However, there are no guarantees that the money from forced sales will be enough to cover the cost of discounts. I’ve blogged before about the potentially over-optimistic assumptions in the plan and a recent report from Shelter warned of a potential £2.45bn a year funding gap. The offer document acknowledges this when it floats the idea of introducing an annual cap on right to buy discounts.

Then there’s the London problem. The government is under heavy pressure from the Conservative mayor of London to keep the money raised from forced sales within London. That’s understandable given the scale of housing need in the capital but it will leave a big shortfall in money to fund discounts elsewhere.

And what if it’s even worse than that? Local authorities that have resisted stock transfer may see this whole affair as proof that they were right to fear the consequences of losing control of their homes. However, if they can hold their noses long enough, one way out might be to go for stock transfer now to avoid forced sales later. That would further reduce the money available for discounts still further.

Given all that, housing associations might be wise to remember that the Yes option on the ballot paper only says that ‘the government will not bring forward primary legislation this Autumn’. And there are no guarantees about what will happen in the spending review in November.

Data excerpt:
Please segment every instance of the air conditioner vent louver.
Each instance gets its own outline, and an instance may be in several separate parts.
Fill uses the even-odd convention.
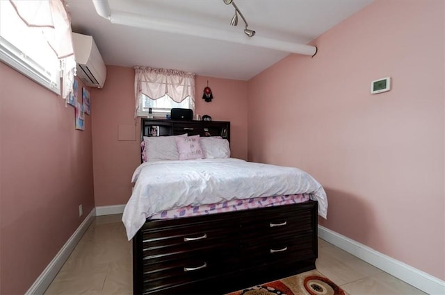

What is asked:
1 - Answer these from the passage on right to buy discounts, not from the data:
(a) What yearly funding gap did the Shelter report warn of?
(b) Who is putting heavy pressure on the government to keep the money from forced sales within London?
(c) In what month is the spending review?
2 - For each statement, say yes or no according to the passage on right to buy discounts, and quote the words that decide it.
(a) The offer document rules out any cap on right to buy discounts.
(b) The Yes option on the ballot paper says the government will not bring forward primary legislation this Autumn.
(c) Keeping forced-sale money within London would leave more money for discounts elsewhere.
3 - Continue the passage on right to buy discounts from where it stops.

Exercise responses:
1 -
(a) A potential £2.45bn a year.
(b) The Conservative mayor of London.
(c) November.

2 -
(a) No: "The offer document acknowledges this when it floats the idea of introducing an annual cap on right to buy discounts."
(b) Yes: "the Yes option on the ballot paper only says that ‘the government will not bring forward primary legislation this Autumn’."
(c) No: "it will leave a big shortfall in money to fund discounts elsewhere."

3 -
But for me this is a decision that should be about more than self-interest. Perhaps it’s no more realistic to expect the National Housing Federation to act in the interests of housing rather than just housing associations than it is to expect the Home Builders Federation to lobby on behalf of housebuilding rather than just housebuilders. Both are trade associations acting on behalf of their members.

Yet a powerful reminder of the wider issues at stake emerged on the same day that the deal was announced. The latest homelessness statistics from the DCLG show that there are now 67,000 households in temporary accommodation including 99,000 children, up 16 per cent in the last year and 36 per cent since 2010. The number of families with children in bed and breakfast for longer than the six-week legal limit is five times what it was in 2010. According to Shelter’s analysis, the 20 local authorities that stand to lose the most stock through forced sales have 159,000 families on their waiting lists. Under this deal, that queue is about to get even longer.